The anonymous author understands that sense can’t be made of the family man’s actions, so all that’s left to do is to pray that whatever madness compelled Mr. J— Y— to act as he did isn’t visited upon the rest of society. But in writing about a similarly senseless crime, in which Charles Schmid, “who cannot be dismissed as a freak, an aberrant of no consequence,” murdered three teenage girls, Don Moser ends “Pied Piper” with the words of a song that might, he says, serve as the “macabre reminder of [teenagers in Tucson’s] fallen hero”:

“All you women stand in line,
And I’ll love you all in an hour’s time… .
I got a cobra snake for a necktie,
I got a brand-new house on the roadside,
Covered with rattlesnake hide,
I got a brand-new chimney made on top,
Made out of human skulls.
Come on baby, take a walk with me,
And tell me, who do you love?”

While those lyrics capture the aimless life of Tucson’s youth, their fascination with excitement and danger, they don’t capture the desperation of a single mother looking for her missing daughter, Alleen Rowe, although Moser does describe the actions she takes: “She badgered the police and she badgered the sheriff,” she wrote to the FBI and contacted a mystic. They don’t even touch on the hopes, dreams, or fears of “friendly, lively 13-year-old” Wendy Fritz, who is murdered, along with her older sister, just because her sister had the bad sense to date Schmid. Most of the revelations regarding the crime are presented in the voice of one of Schmid’s accomplices, and that voice is completely amoral and matter-of-fact. I assume that the reader is supposed to draw her own conclusions about what’s at stake, but since the narrative provides minimal information on or insight into those affected by the crimes­­­­—we hear nothing about how the Fritzes feel upon the murder of their two daughters, for instance—there’s not much to work with.

# # # # # # #

> TASK REQUIREMENTS
1. In the critique of Don Moser's "Pied Piper," how old is Wendy Fritz described as being?
2. Continue the critique of Don Moser's "Pied Piper" from the end of its last sentence.

# # # # # # #

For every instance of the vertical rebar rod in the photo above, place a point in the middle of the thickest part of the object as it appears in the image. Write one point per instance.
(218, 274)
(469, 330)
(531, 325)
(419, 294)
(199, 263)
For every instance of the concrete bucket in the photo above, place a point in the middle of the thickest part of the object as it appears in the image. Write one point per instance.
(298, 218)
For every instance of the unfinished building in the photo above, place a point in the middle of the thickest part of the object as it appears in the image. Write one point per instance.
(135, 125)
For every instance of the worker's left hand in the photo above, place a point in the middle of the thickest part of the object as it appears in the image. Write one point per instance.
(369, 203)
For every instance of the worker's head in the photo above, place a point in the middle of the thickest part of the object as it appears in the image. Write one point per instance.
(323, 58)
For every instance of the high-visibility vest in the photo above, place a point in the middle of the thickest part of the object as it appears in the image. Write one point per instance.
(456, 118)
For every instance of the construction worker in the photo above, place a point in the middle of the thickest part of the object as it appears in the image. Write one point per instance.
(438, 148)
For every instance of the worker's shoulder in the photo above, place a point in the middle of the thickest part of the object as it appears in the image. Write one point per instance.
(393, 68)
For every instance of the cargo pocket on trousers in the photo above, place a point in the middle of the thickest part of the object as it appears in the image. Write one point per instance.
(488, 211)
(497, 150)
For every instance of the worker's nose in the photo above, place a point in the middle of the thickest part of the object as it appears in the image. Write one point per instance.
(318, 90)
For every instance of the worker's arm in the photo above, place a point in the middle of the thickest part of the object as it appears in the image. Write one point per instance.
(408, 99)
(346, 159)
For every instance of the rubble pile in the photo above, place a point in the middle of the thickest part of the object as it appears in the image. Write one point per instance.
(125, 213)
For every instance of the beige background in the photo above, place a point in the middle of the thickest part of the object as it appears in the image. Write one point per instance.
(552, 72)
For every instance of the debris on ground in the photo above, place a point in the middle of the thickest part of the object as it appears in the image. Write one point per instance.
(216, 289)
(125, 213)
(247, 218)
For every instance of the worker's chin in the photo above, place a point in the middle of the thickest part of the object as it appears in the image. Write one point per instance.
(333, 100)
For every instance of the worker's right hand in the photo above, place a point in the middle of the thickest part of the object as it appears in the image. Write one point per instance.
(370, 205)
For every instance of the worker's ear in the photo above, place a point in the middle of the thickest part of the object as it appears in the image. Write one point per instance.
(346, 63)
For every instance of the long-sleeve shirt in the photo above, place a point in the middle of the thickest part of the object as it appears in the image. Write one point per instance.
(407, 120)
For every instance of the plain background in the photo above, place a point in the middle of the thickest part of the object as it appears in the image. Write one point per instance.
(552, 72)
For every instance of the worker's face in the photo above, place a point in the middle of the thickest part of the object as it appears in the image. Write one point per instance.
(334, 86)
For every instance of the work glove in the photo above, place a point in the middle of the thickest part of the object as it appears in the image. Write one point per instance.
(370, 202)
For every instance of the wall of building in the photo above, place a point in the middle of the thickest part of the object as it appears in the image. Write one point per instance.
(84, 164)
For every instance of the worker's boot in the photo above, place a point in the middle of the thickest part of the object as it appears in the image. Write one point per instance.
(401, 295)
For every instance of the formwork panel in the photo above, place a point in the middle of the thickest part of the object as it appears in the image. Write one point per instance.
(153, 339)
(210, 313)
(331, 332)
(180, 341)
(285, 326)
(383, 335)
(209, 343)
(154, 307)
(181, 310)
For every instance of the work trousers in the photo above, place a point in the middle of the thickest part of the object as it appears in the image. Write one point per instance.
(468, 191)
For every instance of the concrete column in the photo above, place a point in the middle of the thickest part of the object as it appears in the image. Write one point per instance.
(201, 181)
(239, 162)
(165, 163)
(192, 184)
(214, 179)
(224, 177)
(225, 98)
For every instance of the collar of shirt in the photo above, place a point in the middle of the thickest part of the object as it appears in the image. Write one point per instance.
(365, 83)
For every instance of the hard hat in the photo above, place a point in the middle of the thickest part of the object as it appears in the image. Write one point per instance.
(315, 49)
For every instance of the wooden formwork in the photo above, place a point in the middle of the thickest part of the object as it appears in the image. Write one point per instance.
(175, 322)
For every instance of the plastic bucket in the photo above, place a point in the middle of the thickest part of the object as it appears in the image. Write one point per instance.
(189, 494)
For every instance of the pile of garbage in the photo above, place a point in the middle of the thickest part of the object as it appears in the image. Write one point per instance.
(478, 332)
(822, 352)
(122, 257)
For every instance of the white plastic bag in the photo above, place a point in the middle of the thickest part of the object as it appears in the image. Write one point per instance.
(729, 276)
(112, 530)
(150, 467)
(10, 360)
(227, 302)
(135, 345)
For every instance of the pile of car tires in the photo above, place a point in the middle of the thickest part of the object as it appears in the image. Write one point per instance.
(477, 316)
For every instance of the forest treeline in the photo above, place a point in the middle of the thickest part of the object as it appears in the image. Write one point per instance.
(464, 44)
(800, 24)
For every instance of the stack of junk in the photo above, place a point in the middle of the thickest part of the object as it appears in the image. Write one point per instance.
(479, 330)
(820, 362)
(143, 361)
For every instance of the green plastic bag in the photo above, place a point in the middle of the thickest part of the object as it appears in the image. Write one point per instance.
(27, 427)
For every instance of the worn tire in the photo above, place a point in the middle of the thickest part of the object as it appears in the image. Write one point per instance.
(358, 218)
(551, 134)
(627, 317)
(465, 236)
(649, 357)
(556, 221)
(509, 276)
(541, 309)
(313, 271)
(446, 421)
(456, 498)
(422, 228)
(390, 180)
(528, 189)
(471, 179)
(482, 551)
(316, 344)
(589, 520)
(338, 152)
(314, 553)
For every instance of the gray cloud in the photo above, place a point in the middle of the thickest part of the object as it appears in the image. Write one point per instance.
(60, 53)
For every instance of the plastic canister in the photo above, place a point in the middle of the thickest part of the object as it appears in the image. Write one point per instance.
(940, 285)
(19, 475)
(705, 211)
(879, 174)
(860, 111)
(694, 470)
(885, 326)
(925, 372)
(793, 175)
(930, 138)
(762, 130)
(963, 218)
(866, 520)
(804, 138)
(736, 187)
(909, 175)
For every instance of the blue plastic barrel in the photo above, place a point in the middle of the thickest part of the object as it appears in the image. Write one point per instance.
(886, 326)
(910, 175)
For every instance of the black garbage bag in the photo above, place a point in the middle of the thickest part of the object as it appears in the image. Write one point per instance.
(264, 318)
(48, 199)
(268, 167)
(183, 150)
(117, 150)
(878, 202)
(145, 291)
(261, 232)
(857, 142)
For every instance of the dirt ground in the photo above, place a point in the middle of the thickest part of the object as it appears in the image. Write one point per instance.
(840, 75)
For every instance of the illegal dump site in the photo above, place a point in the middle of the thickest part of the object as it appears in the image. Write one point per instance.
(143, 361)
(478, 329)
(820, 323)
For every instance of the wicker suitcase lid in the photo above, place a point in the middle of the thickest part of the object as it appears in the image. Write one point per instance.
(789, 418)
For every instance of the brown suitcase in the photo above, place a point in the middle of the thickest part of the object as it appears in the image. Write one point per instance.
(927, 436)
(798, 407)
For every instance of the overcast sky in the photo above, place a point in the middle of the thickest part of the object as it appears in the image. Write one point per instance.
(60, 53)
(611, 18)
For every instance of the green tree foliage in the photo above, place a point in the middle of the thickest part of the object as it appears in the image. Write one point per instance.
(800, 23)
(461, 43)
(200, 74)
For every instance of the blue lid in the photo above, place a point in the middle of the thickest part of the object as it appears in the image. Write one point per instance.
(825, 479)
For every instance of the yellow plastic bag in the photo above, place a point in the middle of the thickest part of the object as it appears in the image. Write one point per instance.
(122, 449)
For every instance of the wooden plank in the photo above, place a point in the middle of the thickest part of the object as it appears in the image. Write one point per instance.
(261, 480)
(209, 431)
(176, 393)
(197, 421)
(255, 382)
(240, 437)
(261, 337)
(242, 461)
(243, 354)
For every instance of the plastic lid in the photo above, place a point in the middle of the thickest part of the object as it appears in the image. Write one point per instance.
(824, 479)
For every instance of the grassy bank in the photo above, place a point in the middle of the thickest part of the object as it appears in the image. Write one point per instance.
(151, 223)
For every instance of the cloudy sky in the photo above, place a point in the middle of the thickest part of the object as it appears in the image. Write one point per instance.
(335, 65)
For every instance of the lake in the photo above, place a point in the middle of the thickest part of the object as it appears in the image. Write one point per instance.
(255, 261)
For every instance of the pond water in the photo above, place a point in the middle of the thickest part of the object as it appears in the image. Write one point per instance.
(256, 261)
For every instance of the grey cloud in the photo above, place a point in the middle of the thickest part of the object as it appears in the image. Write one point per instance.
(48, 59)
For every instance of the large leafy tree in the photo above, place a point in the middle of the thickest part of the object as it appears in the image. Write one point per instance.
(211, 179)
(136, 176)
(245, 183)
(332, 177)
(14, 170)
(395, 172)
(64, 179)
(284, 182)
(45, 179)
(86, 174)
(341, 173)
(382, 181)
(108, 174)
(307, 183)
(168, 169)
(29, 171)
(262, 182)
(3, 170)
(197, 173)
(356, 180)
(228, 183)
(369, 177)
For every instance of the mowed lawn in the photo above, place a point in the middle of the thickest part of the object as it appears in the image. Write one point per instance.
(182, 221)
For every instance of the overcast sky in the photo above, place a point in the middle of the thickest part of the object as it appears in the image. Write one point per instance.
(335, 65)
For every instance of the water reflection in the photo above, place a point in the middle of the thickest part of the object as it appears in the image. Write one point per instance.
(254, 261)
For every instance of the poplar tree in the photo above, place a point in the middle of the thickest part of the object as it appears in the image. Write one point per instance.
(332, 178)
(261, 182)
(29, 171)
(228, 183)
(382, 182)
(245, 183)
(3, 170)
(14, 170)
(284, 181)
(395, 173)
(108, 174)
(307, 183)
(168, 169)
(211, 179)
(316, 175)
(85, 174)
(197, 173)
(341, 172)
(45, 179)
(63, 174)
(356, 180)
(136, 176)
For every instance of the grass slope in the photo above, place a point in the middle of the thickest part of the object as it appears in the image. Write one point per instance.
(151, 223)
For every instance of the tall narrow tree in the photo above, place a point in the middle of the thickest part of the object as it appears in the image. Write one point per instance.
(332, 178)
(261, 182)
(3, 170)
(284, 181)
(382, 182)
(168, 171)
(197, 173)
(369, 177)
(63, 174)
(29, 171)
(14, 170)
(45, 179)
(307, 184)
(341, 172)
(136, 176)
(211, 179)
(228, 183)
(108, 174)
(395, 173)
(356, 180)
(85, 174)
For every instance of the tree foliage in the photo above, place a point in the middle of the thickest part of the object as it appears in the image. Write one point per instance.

# # # # # # #

> ANSWERS TO EACH TASK
1. Wendy Fritz is described as 13 years old.

2.
Dunne’s account of the killing of wealthy Kitty and Jose Menendez (their sons were convicted of the crime) also proceeds at a brisk clip in a matter-of-fact tone; you feel you’re hearing the story from a distance, as though recounted by a television reporter with the actual events unfolding somewhere in the background. Even the descriptions of the horrific wounds suffered by the victims seem a bit flat because they’re told in the form of a quote from a retired police detective. Without any editorializing or extra input from Dunne, I felt as though I was reading a coroner’s report. All this is strange because the article ends with a note from Dunne stating that he “became deeply and personally involved in this story,” and that in cases of high crimes, he’s “never made an attempt to paint a balanced picture.” But to me, the article didn’t read like that.

“Nightmare on Elm Drive” presents everyone involved­­—including witnesses and therapists—as more or less despicable (with the possible exception of Kitty Menendez, though it doesn’t dwell on her), which makes it hard to see the sons’ behavior as dramatically more despicable. Or rather, while it was easy to be shocked by what the boys were found to have done, I struggled to grasp why I was reading an account of this particular crime, as opposed to another.  And it’s not just a question of tone. Calvin Trillin’s “A Stranger With a Camera” (1969), which also unfolds in a generally dispassionate style, nevertheless alerts the reader to the moral dilemma at the heart of a shooting in the mountains of Eastern Kentucky when it discusses “the code of the hills.” 

True Crime provides a stunning look at four centuries of crimes that have captured the American imagination. It also provides an overview of four centuries of attempts to capture and convey some aspect of those crimes in writing. This gives readers a unique opportunity to sample different approaches—from the sermons of Mather, to Moser and Dunne, and everyone in between—and decide for themselves what they are looking for and value in accounts of real crimes.